# Bee in flight



## carlos58 (Dec 2, 2010)

Hello everyone


----------



## timethief (Dec 2, 2010)

fantastic. looks like he is trying to clean himself in the last one.


----------



## Marc-Etienne (Dec 2, 2010)

Your macro work always amaze me!    

How do you manage to get that little guy on focus? I tried my first bug macro this week. It was a slow and stupid caterpillar (half frozen in Canadian winter too!!!) and I had a hard time having him sharp on the eyes. 

Awesome work, looking forward to your next post!


----------



## Frequency (Dec 2, 2010)

Pure Magic!!!!

Regards


----------



## DirtyDFeckers (Dec 7, 2010)

These are insane!  Well done!


----------



## burgo (Dec 8, 2010)

amazing images. well done.


----------



## LightSpeed (Dec 8, 2010)

Extreme. Very well done. 5 stars.


----------



## Rekd (Dec 8, 2010)

Epic!


----------



## ChrisA (Dec 9, 2010)

Did you use a remote trigger to get these ?  Great shots.


----------



## carlos58 (Dec 9, 2010)

Thank you very much


ChrisA said:


> Did you use a remote trigger to get these ? Great shots.


 No Chris , free hand and fast, fast time


----------



## NateS (Dec 9, 2010)

Great shots...very impressive.


----------

Stored rows -
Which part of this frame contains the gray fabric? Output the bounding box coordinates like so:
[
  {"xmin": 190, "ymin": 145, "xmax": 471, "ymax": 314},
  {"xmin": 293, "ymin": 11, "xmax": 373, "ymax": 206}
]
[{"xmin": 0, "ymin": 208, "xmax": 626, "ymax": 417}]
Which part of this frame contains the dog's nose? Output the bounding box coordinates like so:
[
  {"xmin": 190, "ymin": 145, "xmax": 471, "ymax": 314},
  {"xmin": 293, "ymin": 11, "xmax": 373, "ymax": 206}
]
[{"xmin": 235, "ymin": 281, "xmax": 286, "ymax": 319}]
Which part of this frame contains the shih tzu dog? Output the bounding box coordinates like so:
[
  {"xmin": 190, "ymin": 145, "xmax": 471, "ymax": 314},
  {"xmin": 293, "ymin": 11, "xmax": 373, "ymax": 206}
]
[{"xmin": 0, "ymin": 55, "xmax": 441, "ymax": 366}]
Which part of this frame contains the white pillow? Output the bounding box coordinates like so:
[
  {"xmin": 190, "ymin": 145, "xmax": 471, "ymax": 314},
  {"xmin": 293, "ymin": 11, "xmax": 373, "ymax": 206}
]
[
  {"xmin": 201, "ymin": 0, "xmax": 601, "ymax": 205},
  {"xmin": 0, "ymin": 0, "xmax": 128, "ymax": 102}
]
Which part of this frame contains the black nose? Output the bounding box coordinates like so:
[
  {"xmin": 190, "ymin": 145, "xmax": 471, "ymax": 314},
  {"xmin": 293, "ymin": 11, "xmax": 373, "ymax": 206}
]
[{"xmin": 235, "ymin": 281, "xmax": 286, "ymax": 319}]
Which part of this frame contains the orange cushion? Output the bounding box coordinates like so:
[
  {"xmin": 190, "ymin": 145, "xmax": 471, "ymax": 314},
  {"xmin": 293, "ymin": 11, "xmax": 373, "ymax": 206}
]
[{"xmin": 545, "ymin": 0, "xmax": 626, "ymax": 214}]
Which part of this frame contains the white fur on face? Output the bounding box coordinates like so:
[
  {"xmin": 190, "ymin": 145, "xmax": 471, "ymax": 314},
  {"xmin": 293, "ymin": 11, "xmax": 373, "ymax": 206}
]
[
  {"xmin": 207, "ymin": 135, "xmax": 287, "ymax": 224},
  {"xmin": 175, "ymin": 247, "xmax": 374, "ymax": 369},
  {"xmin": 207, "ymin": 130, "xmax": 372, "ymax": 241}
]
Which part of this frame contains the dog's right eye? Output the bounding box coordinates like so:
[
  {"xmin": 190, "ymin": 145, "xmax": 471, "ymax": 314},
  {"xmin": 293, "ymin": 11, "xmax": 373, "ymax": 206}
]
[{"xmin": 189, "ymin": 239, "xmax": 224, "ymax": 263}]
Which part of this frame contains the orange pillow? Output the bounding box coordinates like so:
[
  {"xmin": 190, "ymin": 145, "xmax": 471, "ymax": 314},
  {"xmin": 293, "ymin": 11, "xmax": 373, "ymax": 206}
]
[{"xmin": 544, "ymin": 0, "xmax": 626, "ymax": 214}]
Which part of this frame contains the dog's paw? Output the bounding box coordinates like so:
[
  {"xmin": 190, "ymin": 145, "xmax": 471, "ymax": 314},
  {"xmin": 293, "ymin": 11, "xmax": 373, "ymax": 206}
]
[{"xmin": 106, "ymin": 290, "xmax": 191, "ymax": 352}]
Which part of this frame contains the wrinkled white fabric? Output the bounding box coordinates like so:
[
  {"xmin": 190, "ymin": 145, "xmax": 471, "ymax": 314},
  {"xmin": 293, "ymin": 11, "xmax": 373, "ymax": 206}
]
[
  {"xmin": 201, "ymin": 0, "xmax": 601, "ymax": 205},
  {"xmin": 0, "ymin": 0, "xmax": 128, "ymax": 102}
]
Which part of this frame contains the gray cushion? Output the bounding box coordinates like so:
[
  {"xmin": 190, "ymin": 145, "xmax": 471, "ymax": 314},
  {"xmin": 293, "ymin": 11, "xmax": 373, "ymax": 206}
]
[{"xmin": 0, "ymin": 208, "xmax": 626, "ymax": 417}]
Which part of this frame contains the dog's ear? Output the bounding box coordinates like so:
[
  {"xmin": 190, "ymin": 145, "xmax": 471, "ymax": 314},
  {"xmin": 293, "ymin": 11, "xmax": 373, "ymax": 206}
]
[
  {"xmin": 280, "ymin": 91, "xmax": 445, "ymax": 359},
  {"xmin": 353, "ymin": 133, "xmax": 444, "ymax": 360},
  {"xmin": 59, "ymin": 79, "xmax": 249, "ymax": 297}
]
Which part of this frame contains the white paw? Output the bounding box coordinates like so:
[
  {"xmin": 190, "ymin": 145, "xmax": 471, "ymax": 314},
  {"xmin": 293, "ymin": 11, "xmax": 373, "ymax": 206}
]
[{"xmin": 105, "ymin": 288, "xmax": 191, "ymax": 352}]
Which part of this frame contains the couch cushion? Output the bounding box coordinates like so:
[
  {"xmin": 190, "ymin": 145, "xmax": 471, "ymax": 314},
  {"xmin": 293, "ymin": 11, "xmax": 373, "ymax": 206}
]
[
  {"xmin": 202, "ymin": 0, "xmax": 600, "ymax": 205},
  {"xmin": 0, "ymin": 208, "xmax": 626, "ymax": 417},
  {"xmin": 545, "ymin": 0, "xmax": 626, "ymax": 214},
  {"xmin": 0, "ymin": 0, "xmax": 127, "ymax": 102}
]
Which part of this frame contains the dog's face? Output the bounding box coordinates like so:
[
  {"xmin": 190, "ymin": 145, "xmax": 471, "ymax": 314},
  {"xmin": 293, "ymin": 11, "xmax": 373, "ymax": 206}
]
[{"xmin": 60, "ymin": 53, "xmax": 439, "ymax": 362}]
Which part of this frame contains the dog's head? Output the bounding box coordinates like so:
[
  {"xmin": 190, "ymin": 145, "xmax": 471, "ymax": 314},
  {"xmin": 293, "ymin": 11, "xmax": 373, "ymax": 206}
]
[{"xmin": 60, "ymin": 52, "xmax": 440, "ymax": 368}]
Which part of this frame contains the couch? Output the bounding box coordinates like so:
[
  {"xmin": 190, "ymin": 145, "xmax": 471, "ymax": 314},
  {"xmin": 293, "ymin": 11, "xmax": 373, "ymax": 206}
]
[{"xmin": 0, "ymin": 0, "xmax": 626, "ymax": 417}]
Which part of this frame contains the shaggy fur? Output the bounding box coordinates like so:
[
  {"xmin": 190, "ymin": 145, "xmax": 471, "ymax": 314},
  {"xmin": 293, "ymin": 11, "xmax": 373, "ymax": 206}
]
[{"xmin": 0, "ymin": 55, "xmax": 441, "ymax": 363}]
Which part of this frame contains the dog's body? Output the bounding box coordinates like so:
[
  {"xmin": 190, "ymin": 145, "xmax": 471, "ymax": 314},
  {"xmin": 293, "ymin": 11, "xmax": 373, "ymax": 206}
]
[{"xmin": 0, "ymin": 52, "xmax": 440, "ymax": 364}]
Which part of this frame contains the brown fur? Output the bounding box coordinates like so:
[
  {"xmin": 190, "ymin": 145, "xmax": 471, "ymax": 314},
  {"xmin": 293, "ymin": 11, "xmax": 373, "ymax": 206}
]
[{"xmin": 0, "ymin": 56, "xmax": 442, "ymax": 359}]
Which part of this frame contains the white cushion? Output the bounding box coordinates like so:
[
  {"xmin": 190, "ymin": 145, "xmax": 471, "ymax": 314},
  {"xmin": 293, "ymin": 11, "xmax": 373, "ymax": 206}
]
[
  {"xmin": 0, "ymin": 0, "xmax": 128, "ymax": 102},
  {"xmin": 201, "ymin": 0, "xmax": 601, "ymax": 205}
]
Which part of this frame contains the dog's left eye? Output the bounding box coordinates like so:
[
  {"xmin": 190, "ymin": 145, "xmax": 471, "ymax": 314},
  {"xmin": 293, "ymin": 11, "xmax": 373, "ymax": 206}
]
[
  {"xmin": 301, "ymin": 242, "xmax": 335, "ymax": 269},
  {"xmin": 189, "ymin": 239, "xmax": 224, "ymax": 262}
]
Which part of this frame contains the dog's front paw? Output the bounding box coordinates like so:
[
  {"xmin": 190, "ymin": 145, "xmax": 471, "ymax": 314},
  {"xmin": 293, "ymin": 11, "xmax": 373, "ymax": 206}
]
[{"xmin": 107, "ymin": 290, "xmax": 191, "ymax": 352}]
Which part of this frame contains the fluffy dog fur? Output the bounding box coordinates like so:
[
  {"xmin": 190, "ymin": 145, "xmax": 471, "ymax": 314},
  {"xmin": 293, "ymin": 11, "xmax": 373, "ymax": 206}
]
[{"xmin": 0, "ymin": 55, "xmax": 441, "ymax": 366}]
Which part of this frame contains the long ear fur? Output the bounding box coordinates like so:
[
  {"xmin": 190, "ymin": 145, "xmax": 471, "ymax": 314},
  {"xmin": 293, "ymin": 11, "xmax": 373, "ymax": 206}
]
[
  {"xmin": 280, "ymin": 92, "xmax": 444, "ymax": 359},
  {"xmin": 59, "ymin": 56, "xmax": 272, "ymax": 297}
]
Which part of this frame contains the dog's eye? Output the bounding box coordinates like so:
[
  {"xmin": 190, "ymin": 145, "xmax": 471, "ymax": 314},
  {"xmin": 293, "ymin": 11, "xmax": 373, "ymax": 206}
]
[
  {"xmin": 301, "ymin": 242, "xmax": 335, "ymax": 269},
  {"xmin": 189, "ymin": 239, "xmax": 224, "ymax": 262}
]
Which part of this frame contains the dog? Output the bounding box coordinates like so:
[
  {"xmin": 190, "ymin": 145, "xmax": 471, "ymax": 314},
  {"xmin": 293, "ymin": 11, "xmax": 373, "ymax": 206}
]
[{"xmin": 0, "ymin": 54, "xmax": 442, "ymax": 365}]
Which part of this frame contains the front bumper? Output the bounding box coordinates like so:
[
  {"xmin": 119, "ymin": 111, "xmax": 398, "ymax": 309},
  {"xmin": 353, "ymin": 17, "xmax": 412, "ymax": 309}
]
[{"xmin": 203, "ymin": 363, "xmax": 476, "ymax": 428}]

Given task 1 - Reproduce the passage of the bee-in-flight thread between "Your macro work" and "Pure Magic!!!!", inclusive.
Given task 2 - Render the sentence "I tried my first bug macro this week." from the bee-in-flight thread into Spanish.

Full answer 1 -
Your macro work always amaze me!    

How do you manage to get that little guy on focus? I tried my first bug macro this week. It was a slow and stupid caterpillar (half frozen in Canadian winter too!!!) and I had a hard time having him sharp on the eyes. 

Awesome work, looking forward to your next post!


----------



## Frequency (Dec 2, 2010)

Pure Magic!!!!

Full answer 2 - Esta semana probé mi primera foto macro de un insecto.